If you struggle to keep up with fast-paced chatter or conversation in noisy rooms, it might be down to problems with the brain processing rapid changes in sound. A new study presents a training technique that could help manage the issue, and boost listening ability.
Known as rate discrimination training, it involves practicing how the brain can differentiate between the speed of sounds. And as the study shows, the technique could potentially improve the hearing of millions of older adults, bearing in mind of course that our ability to sift through sounds tends to decline as we age.
Noticing subtle changes in sounds relies on the brain's ability to process sound stimuli over time, called auditory temporal processing. It doesn't just affect our understanding of speech; it helps us make sense of every sound that reaches our ears.
"We've seen some evidence that these temporal processing deficits might be improved in animal models, but this is the first time we've shown it in humans," says auditory neuroscientist Samira Anderson from the University of Maryland.
A total of 40 volunteers completed rate discrimination training as part of the study. This involved completing nine sessions, each 45–60 minutes long, during which participants were asked to distinguish between sets of tones played in a rapid sequence.
Through the training, these individuals had to spot changes in frequency – identifying which tones in a series had a higher or lower pitch. Similar tests were used before and after to assess each participant's ability to pick out changes in the audio they were hearing.
Compared with the control group of 37 participants whose sessions involved a simpler tone detection exercise, those who underwent the rate discrimination training showed an improvement in their ability to pick out changes in audio pitch and speed.
This was consistently demonstrated across young and older participants, including older participants with some level of hearing impairment.
Overall, audio detection test scores were better after the training process than they were beforehand – with some older volunteers getting results after training comparable with younger volunteers before training.
The results "demonstrate the potential for auditory training to partially restore temporal processing in older listeners and highlight the role of cognitive function in these gains," write the researchers in their published paper.
Previous studies have also explored this idea: for example, musical training has been shown to improve temporal processing abilities in people with normal hearing. Scientists have also seen evidence that the brain does retain some plasticity (a capacity for modifying or rewiring its connections) into old age.
The current study was designed to investigate these areas further, particularly in looking at how auditory temporal processing in younger and older individuals might be affected with these kinds of rate training exercises.
As always, there's more work to be done. For a follow-up study, the researchers are keen to recruit additional groups of people to gather more data on rate discrimination training and its potentially positive effects.
The team also wants to look at how demands on memory might change the impact of these exercises.
"The results offer great hope in developing clinically feasible auditory training programs that can improve older listeners' ability to communicate in difficult situations," says lead researcher for the project, audiologist Sandra Gordon-Salant, also from the University of Maryland.
The research has been published in the Journal of the Association for Research in Otolaryngology.
============================================================
• **WHAT IS BEING ASKED**: According to the article on hearing training, how many sessions did the rate discrimination training involve, and how long was each?
============================================================
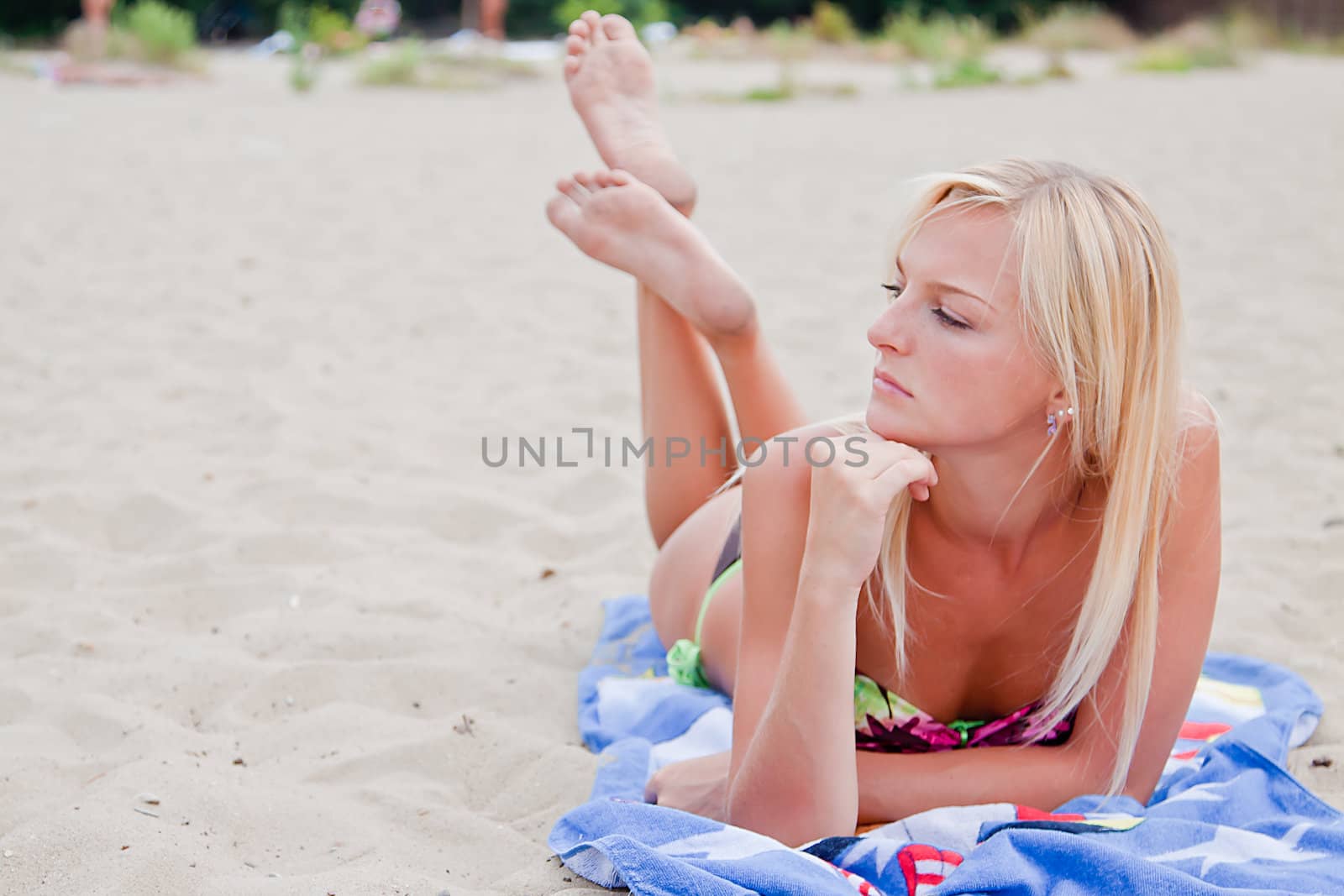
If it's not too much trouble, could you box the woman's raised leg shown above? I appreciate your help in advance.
[562,12,802,545]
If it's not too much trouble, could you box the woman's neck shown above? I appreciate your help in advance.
[916,438,1084,575]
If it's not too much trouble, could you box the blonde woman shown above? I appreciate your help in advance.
[547,12,1221,845]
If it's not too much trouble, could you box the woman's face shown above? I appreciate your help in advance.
[867,208,1059,453]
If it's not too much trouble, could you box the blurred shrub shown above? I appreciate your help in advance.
[932,58,1003,90]
[356,39,425,87]
[811,0,858,43]
[882,4,995,63]
[120,0,197,65]
[880,3,1001,87]
[1024,3,1136,52]
[307,5,368,52]
[1131,22,1241,72]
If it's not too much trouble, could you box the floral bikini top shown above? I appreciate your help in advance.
[853,673,1078,752]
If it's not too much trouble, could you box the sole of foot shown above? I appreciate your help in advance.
[564,9,696,217]
[546,170,755,344]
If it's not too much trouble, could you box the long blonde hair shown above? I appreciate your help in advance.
[734,159,1199,795]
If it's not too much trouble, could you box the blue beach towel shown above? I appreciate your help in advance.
[549,595,1344,896]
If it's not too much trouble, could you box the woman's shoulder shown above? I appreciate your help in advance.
[1176,385,1221,464]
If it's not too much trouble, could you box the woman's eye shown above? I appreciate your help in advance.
[932,307,970,329]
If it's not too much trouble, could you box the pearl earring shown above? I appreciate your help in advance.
[1046,407,1074,435]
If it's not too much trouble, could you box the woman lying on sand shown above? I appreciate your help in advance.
[547,12,1221,845]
============================================================
• **YOUR RESPONSE**: Nine sessions, each 45–60 minutes long.